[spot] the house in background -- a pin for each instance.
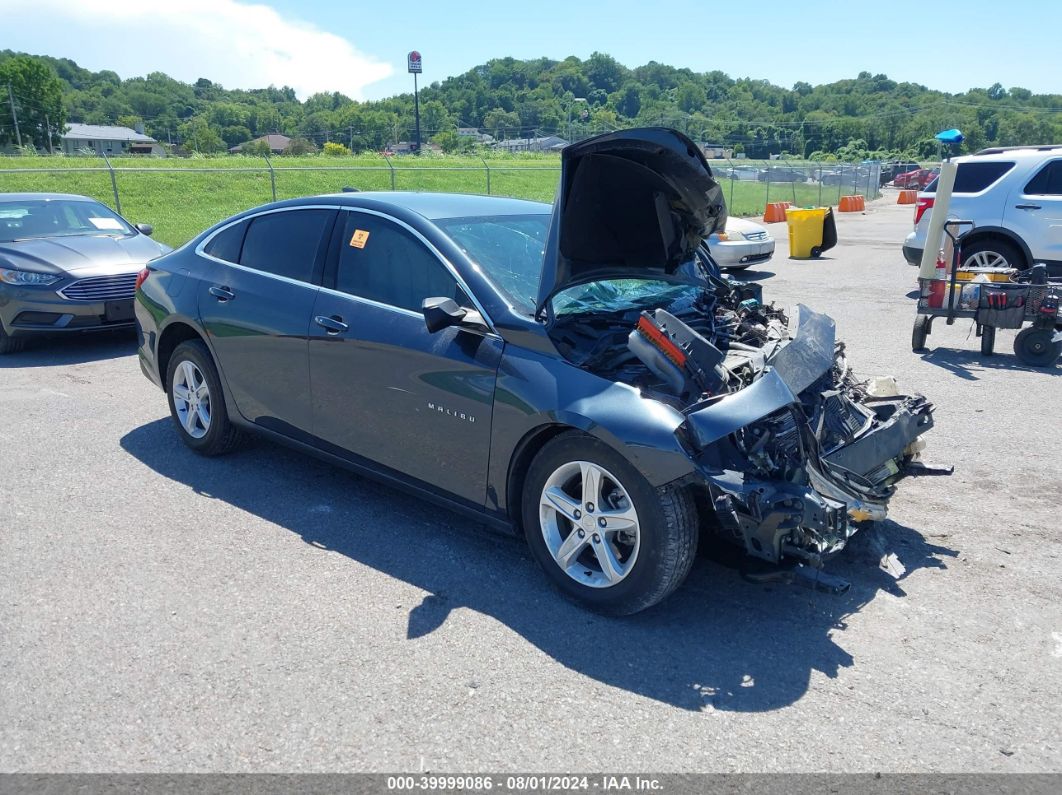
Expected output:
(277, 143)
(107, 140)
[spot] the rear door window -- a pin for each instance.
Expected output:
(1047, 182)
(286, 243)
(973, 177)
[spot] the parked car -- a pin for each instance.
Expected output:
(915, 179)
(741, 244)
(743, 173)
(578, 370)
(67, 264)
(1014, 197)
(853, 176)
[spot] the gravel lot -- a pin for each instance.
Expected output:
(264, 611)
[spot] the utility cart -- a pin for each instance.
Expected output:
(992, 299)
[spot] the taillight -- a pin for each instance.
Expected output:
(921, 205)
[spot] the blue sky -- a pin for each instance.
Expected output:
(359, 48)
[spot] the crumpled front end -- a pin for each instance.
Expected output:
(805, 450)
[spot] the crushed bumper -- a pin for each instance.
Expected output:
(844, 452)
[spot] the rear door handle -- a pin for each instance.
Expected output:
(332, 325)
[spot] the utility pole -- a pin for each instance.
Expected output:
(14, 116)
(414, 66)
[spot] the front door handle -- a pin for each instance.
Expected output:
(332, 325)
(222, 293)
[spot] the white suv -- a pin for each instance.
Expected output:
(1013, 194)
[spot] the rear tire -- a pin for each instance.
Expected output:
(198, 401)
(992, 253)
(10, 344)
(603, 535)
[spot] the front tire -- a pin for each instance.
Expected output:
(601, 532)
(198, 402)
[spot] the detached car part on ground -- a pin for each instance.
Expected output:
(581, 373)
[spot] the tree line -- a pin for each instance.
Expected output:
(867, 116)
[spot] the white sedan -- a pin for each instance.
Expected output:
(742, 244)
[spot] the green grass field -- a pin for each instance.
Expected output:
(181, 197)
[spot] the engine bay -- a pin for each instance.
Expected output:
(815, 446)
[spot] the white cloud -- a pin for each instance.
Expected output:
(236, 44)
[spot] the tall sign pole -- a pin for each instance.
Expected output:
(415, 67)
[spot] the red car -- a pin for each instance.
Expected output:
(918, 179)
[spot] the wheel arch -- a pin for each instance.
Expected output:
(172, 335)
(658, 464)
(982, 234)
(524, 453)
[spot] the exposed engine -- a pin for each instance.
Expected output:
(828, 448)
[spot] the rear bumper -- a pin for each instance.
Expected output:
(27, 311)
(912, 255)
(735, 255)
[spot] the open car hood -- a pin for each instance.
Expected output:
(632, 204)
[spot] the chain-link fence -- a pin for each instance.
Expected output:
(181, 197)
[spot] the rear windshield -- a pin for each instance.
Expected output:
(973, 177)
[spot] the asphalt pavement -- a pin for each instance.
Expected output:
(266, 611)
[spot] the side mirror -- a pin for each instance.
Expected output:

TO DO:
Only a number should be returned: the count of lines above that include "door".

WRITTEN REPLY:
3